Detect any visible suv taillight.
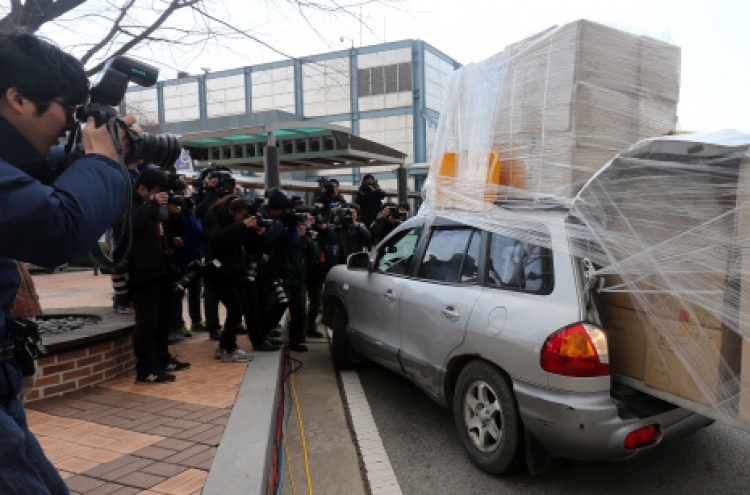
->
[541,323,609,377]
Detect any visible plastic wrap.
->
[420,21,750,430]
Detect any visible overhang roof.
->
[180,121,406,172]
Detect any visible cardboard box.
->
[599,275,725,330]
[601,306,648,380]
[643,316,730,406]
[738,339,750,423]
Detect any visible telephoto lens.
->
[273,280,289,306]
[247,260,258,282]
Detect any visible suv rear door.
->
[399,224,484,394]
[348,219,424,368]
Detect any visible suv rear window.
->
[487,234,553,294]
[418,228,481,284]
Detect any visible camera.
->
[207,170,237,195]
[279,210,307,227]
[253,215,273,229]
[67,56,182,170]
[305,225,318,241]
[273,280,289,306]
[174,260,204,292]
[334,208,354,227]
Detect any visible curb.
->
[202,316,286,495]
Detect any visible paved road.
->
[358,364,750,495]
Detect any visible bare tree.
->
[0,0,398,75]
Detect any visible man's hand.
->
[247,216,258,229]
[83,115,135,161]
[151,192,169,205]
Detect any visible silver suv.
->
[323,211,712,474]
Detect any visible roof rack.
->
[493,196,570,211]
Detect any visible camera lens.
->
[133,132,182,168]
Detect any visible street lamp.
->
[339,36,354,50]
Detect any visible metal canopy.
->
[180,121,406,172]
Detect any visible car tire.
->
[331,306,356,370]
[453,361,525,475]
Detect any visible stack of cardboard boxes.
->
[582,150,750,421]
[493,20,680,197]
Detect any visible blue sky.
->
[41,0,750,132]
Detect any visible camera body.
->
[174,259,205,292]
[207,170,237,195]
[334,208,354,227]
[67,56,182,170]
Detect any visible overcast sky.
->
[42,0,750,132]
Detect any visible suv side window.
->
[418,228,479,283]
[487,234,553,294]
[376,227,422,275]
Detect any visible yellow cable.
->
[284,441,297,495]
[292,354,312,495]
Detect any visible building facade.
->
[125,40,460,196]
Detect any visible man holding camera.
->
[370,202,409,245]
[0,33,135,495]
[354,174,385,226]
[331,205,371,264]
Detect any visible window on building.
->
[357,62,412,96]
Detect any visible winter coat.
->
[0,117,126,403]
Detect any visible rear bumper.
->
[513,381,713,461]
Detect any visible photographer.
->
[331,205,371,264]
[122,168,190,383]
[169,179,205,337]
[0,33,134,495]
[370,202,409,246]
[253,187,299,350]
[281,211,322,352]
[195,165,235,340]
[305,207,338,339]
[354,174,385,226]
[204,195,265,363]
[315,179,347,217]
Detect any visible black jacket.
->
[127,201,183,285]
[203,205,260,278]
[354,182,385,225]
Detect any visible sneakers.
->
[135,370,175,383]
[289,343,307,352]
[180,323,193,339]
[221,347,253,363]
[112,303,135,315]
[253,340,281,352]
[164,357,190,371]
[167,329,185,345]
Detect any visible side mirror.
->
[346,253,370,270]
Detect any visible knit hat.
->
[265,187,292,210]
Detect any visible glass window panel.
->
[488,234,552,293]
[377,227,422,275]
[419,229,472,283]
[384,65,398,93]
[398,63,411,91]
[370,67,385,95]
[461,230,482,284]
[357,69,370,96]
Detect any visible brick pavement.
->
[27,272,248,495]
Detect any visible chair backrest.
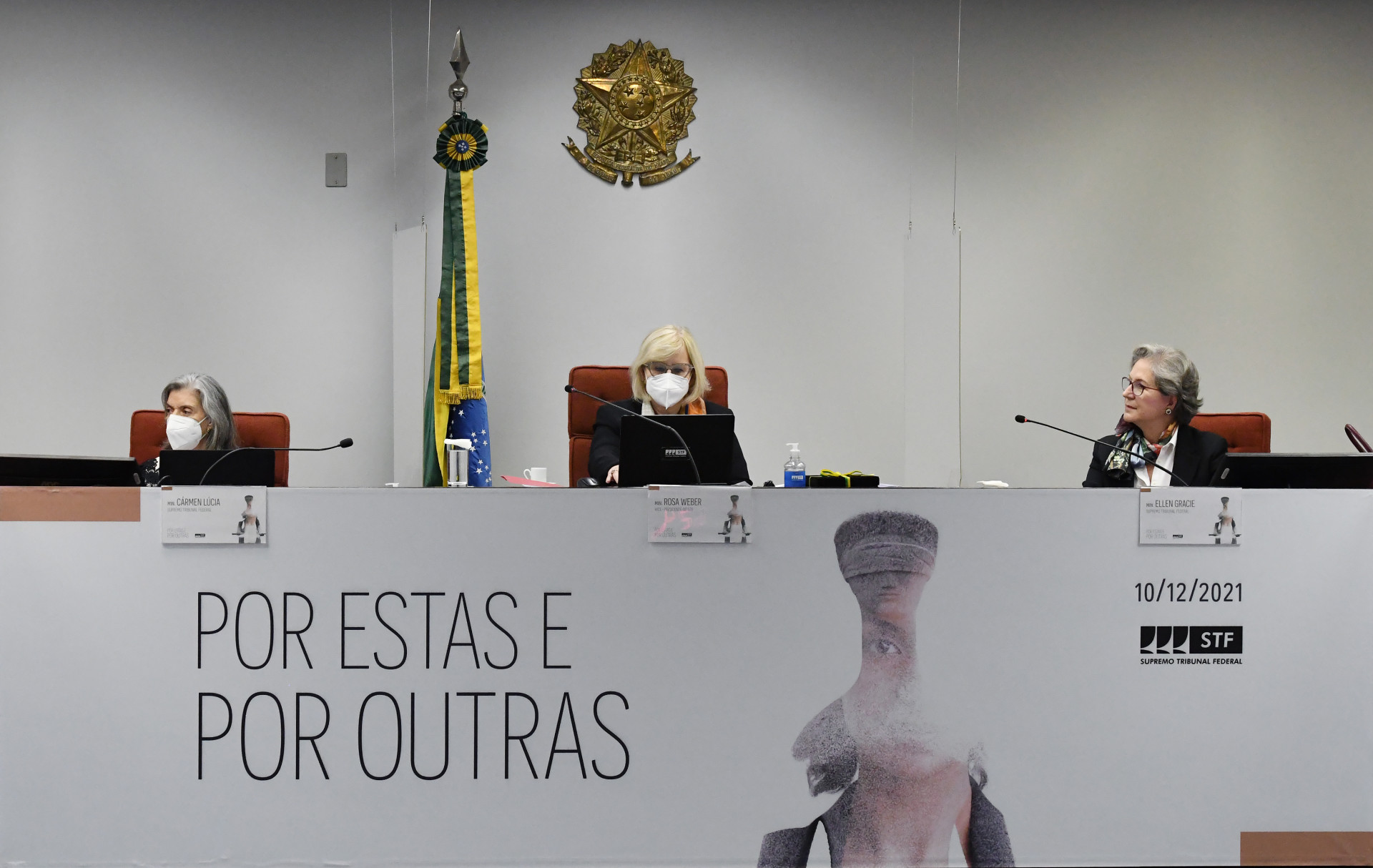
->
[1344,425,1373,452]
[1191,413,1273,452]
[567,365,729,485]
[129,409,291,488]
★ ★ ★ ★ ★ ★ ★
- Work to do
Render every line of the records above as a numbered list, one line per item and no blank lines. Leave the pictures out.

- Exercise result
1. Detect any visible suv taillight.
2. ->
3. [541,323,609,377]
4. Detect any visible plastic wrap.
5. ->
6. [420,21,750,430]
7. Detect any visible overhang roof.
8. ->
9. [180,121,406,172]
10. Detect any visible cardboard box.
11. ->
12. [599,275,725,330]
13. [601,306,648,380]
14. [643,316,730,406]
15. [738,339,750,423]
16. Detect any visible telephoto lens.
17. ->
18. [273,280,289,306]
19. [247,260,258,282]
20. Detect any visible suv rear door.
21. ->
22. [399,224,484,394]
23. [348,219,424,368]
24. Detect any visible suv rear window.
25. ->
26. [487,234,553,294]
27. [418,228,481,284]
28. Detect any visible camera.
29. ->
30. [207,170,237,195]
31. [279,210,307,227]
32. [253,215,273,229]
33. [67,56,182,170]
34. [305,225,318,241]
35. [273,280,289,306]
36. [174,260,204,292]
37. [334,208,354,227]
38. Detect any visible curb.
39. ->
40. [202,316,286,495]
41. Detect any visible paved road.
42. ->
43. [358,364,750,495]
44. Detect any visible bare tree.
45. ->
46. [0,0,398,75]
47. Detect any visible man's hand.
48. ->
49. [247,216,258,229]
50. [83,115,135,161]
51. [151,192,169,205]
52. Detect any visible silver suv.
53. ->
54. [323,211,712,474]
55. Detect any visible roof rack.
56. ->
57. [493,196,570,211]
58. Detect any visible camera lens.
59. ->
60. [133,132,182,168]
61. Detect any visible street lamp.
62. ->
63. [339,36,354,50]
64. Detect any visible metal canopy.
65. ->
66. [180,121,406,172]
67. Detect any visible car tire.
68. ->
69. [331,306,356,370]
70. [453,361,525,475]
71. Detect any visible stack of cardboard boxes.
72. ->
73. [582,150,750,421]
74. [493,20,680,197]
75. Detect any visible blue sky.
76. ->
77. [41,0,750,132]
78. Detect any visible camera body.
79. ->
80. [174,259,205,292]
81. [207,170,237,195]
82. [334,208,354,227]
83. [67,56,182,170]
84. Detect any visible overcast sky.
85. ->
86. [42,0,750,132]
87. Detect any visible suv side window.
88. ->
89. [418,228,479,283]
90. [487,234,553,294]
91. [376,227,422,275]
92. Detect any visible yellow cable.
93. ->
94. [284,441,297,495]
95. [292,354,312,495]
96. Detect any visible building facade.
97. ->
98. [125,40,460,196]
99. Detect any visible man holding camera.
100. ->
101. [370,202,409,245]
102. [0,33,135,495]
103. [354,174,385,226]
104. [331,205,371,264]
105. Detect any visible window on building.
106. ->
107. [357,62,412,96]
108. Detect any visible winter coat.
109. ->
110. [0,117,126,403]
111. Detect any visible rear bumper.
112. ->
113. [513,381,713,461]
114. Detect any visible photographer.
115. ->
116. [331,205,371,264]
117. [122,168,190,383]
118. [169,179,205,337]
119. [0,33,134,495]
120. [370,202,409,246]
121. [253,187,299,350]
122. [281,211,322,352]
123. [195,165,235,340]
124. [305,207,338,339]
125. [354,174,385,226]
126. [204,195,265,363]
127. [315,179,347,217]
128. Detect any visible black jacket.
129. ->
130. [127,201,183,285]
131. [203,205,260,278]
132. [354,182,385,225]
133. Detect any visible sneakers.
134. ->
135. [135,370,175,383]
136. [289,343,307,352]
137. [180,323,193,339]
138. [221,347,253,363]
139. [112,303,135,315]
140. [253,340,281,352]
141. [164,357,190,371]
142. [167,329,185,345]
143. Detect any visible side mirror.
144. ->
145. [346,253,370,270]
146. Detect any visible knit hat.
147. ->
148. [265,187,292,210]
149. Detect any visible glass window panel.
150. ->
151. [488,234,552,293]
152. [377,227,422,275]
153. [419,229,472,283]
154. [384,65,398,93]
155. [398,63,411,91]
156. [370,67,385,95]
157. [461,230,482,284]
158. [357,69,370,96]
159. Detect any visible brick pavement.
160. ->
161. [27,272,248,495]
162. Detect any visible chair backrest.
163. ->
164. [1344,425,1373,452]
165. [1191,413,1273,452]
166. [567,365,729,485]
167. [129,409,291,488]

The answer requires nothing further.